Open a browser (Chrome is recommended) and navigate to the URL below or simply select the “Administration” tab on the left panel:

<UI Domain>/admin

The admin page becomes accessible once the administrator logs in.

Service tiers

Service tiers define what models users can access, their usage limits, and permissions.

Key concepts

Service tiers offer powerful controls to tailor user access, usage limits, and permissions:

Control access: Decide which models each user or group can use.
Set usage limits: Define how many requests or tokens a user can make in a set period.

Service tiers are structured lists of model-group objects that define access controls and operational limits. Each model-group block sets parameters such as queue depth and per-user rate limits. The inherits attribute allows a tier to extend another base tier’s configuration. When inheriting, only specified fields in the overrides section are modified, enabling precise and maintainable customization.

Configuration fields

The following table outlines the key fields used to define service tiers, along with descriptions and example values for each.

Field	Description	Example
`qos`	Quality of Service level assigned to requests from this tier. Usually matches the service tier name.	`enterprise-group-1`, `customer-demo`
`models`	List of models accessible to users within the tier. A model must be included in at least one tier for users to access it.	`[Llama-3.3-Swallow-70B-Instruct-v0.4]`
`queueDepth`	Maximum number of queries to queue before returning a busy response.	`100`
`rates`	Defines rate limits (allowed requests and period in seconds).	`{ allowedRequests: 10, periodSeconds: 60 }`
`inherits`	Allows a tier to inherit settings from a base tier and override specific fields.	`inherits: previously defined tier name`, `overrides: mentions which properties to override`

System-managed tiers

Some tiers are pre-configured and system-managed. Do not remove or disable these tiers — misconfiguring them can interrupt critical workflows.

Tier	Purpose	HTTP Response
`free` / `web`	Default baseline access tiers	Standard
`deprecated`	Models permanently removed	410 (Gone)

Position annotation records
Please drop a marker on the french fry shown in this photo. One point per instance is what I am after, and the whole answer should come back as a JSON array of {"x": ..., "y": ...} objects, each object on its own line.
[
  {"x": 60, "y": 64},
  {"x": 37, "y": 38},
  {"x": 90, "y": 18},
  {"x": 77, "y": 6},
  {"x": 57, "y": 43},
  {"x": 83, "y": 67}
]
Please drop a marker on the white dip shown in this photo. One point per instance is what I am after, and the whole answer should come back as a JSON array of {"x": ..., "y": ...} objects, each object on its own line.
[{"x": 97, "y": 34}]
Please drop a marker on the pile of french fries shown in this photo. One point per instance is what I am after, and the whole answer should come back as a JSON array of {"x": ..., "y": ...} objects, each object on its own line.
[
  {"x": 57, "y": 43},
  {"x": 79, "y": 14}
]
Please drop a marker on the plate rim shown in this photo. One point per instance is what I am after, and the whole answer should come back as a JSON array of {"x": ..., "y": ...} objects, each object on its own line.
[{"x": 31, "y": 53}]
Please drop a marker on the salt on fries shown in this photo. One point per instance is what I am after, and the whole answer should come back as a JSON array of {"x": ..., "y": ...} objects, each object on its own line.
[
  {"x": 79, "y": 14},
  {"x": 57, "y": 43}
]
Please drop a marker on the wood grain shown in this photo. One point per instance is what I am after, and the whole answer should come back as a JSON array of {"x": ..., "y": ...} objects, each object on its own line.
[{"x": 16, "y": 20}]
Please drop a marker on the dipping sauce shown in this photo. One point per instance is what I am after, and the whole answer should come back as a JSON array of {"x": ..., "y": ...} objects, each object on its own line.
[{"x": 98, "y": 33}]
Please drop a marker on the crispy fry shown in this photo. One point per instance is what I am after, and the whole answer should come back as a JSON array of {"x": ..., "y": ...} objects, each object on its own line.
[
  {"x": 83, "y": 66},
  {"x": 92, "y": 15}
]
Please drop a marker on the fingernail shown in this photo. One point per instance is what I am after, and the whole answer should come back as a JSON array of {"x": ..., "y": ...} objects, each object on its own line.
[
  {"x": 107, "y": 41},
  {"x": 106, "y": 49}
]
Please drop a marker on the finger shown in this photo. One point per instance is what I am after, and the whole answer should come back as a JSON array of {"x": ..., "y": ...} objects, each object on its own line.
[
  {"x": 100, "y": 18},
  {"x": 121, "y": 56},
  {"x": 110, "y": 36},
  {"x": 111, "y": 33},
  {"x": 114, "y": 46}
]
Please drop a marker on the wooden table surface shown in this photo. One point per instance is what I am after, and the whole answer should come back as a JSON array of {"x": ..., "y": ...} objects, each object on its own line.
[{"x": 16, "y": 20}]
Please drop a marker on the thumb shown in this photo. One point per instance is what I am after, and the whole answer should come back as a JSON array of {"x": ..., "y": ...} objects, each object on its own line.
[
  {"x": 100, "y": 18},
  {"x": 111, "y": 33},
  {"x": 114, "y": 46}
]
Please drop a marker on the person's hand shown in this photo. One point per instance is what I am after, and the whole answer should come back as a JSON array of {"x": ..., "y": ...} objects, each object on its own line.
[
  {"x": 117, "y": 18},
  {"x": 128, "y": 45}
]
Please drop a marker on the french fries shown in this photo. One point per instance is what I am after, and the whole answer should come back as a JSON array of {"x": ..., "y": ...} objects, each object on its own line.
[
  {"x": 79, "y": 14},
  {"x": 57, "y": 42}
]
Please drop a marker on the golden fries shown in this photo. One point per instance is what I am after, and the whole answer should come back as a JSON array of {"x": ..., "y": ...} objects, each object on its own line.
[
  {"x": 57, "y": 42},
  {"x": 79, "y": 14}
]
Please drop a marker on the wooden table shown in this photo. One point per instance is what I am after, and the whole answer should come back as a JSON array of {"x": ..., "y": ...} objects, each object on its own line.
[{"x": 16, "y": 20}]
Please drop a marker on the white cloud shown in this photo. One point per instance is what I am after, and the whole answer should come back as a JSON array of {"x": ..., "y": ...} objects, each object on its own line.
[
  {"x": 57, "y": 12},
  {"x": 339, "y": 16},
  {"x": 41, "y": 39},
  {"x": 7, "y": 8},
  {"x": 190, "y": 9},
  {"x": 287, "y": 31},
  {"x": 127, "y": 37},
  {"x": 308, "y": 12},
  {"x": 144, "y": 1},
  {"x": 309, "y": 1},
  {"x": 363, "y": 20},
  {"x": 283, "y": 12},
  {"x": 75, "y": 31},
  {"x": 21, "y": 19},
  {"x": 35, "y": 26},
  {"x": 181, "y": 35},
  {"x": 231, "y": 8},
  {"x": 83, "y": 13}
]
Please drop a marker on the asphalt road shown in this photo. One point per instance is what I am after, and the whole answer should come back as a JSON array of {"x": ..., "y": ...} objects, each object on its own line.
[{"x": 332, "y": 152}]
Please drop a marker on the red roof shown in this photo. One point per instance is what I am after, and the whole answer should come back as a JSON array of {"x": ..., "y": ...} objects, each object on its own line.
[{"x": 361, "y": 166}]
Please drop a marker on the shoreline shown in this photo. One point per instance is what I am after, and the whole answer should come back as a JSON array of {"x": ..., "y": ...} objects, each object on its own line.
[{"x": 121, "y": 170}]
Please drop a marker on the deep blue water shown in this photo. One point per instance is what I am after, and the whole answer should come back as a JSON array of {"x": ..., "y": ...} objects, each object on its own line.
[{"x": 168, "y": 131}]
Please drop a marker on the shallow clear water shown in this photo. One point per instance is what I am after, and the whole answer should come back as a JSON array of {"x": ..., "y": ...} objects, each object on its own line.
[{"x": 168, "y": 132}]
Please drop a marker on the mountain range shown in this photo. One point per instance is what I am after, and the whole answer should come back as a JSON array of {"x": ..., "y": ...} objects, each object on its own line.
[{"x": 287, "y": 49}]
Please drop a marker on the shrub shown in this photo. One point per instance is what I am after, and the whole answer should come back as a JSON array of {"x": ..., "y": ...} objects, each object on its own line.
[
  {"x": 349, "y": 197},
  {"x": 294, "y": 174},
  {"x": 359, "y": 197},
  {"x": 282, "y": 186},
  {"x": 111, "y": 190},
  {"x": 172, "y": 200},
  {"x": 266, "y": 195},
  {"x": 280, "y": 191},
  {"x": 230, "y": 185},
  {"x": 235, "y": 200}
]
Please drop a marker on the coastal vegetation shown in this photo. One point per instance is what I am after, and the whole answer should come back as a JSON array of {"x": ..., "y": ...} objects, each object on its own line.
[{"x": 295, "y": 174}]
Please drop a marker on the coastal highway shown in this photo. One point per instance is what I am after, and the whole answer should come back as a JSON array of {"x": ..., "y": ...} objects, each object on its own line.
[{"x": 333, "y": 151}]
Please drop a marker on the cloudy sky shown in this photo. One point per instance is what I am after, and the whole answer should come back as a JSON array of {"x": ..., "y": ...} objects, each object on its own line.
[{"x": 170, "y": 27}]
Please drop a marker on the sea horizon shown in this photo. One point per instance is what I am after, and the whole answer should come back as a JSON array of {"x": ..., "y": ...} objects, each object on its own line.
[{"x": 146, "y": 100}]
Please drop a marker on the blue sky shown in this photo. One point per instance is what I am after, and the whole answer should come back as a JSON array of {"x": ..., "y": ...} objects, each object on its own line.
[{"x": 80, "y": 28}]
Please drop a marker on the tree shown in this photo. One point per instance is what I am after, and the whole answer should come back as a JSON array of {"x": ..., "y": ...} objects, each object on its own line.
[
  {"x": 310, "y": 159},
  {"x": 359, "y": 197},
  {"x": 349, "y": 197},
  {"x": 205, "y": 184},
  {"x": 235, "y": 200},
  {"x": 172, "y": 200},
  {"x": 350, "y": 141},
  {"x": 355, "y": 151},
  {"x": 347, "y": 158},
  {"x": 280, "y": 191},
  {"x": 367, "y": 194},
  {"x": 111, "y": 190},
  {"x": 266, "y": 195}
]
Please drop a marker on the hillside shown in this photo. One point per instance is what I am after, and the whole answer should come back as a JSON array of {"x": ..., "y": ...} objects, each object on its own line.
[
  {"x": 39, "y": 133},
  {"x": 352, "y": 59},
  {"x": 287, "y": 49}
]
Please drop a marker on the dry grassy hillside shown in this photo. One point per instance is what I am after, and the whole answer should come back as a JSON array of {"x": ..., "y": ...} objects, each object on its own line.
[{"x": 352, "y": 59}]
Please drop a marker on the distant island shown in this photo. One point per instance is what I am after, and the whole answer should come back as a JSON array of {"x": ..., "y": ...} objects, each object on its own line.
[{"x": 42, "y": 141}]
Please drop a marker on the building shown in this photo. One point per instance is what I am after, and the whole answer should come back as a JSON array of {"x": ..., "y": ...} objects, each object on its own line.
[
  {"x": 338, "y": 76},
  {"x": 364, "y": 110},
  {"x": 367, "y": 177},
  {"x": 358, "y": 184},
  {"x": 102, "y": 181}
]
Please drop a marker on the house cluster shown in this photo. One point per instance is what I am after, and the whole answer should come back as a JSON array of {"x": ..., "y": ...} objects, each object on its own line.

Exercise requirements ->
a: Gather every line of the records that contains the string "french".
b: Resume the passage on configuring service tiers, picking up right after its final line.

Task responses ->
a:
Please drop a marker on the french fry shown in this photo. One point per instance is what I am after, and the whole answer should come back as a JSON array of {"x": ..., "y": ...} objects, each object on its own line.
Please drop a marker on the pile of french fries shown in this photo. One point per instance is what I am after, and the whole answer should come back as a JSON array of {"x": ..., "y": ...} objects, each object on its own line.
Please drop a marker on the french fries shown in this photo. One point per instance is what I am after, and the whole answer should come back as a JSON array of {"x": ..., "y": ...} objects, each object on its own line.

b:
`maintenance`	Models temporarily unavailable	503
`restricted`	Models with limited access	403

If a tier is removed from sambastack.yaml, it reverts to SambaNova defaults.

Sample configuration

SambaStack on-prem
SambaStack hosted

Add a serviceTiers section at the same YAML level as bundles (root-level key). See the setup example.

serviceTiers:
  <Tier1>:                              # Custom service tier name
    - models:
        - Llama-4-Maverick-17B-128E-Instruct
      queueDepth: 25                    # Queries to queue before returning busy
      qos: "free"                       # Usually matches service tier name
      rates:
        - allowedRequests: 0
          periodSeconds: 30
  <Tier2>:                              # Tier that inherits from another
    inherits: <Tier1>
    overrides:
      - models:
          - Llama-4-Maverick-17B-128E-Instruct
        queueDepth: 25
        qos: "free"
        rates:
          - allowedRequests: 2
            periodSeconds: 30

Apply changes:

helm upgrade \
  --install \
  --namespace sambastack \
  --version 0.3.528 \
  sambastack \
  -f sambastack.yaml \
  oci://<REGISTRY_URL>/sambastack/sambastack

Add a serviceTiers section under data in sambastack.yaml. See the setup example.

data:
  sambastack.yaml: |
    serviceTiers:
      <Tier1>:                          # Custom service tier name
        - models:
            - Llama-4-Maverick-17B-128E-Instruct
          queueDepth: 25                # Queries to queue before returning busy
          qos: "free"                   # Usually matches service tier name
          rates:
            - allowedRequests: 0
              periodSeconds: 30
      <Tier2>:                          # Tier that inherits from another
        inherits: <Tier1>
        overrides:
          - models:
              - Llama-4-Maverick-17B-128E-Instruct
            queueDepth: 25
            qos: "free"
            rates:
              - allowedRequests: 2
                periodSeconds: 30

Apply changes:

kubectl apply -f sambastack.yaml

The tier named <Tier1>/<Tier2>, for example in the screenshot below “Premium2” will appear as a Usage Plan on the Admin page and can be assigned to users.

Using inheritance

You can define base tiers and create derived tiers using inheritance for reuse and consistency. Base tier example:

serviceTiers:
  free:
    - models:
        - Llama-3.1-Swallow-8B-Instruct-v0.3
        - Meta-Llama-3.1-8B-Instruct
      queueDepth: 25
      qos: "free"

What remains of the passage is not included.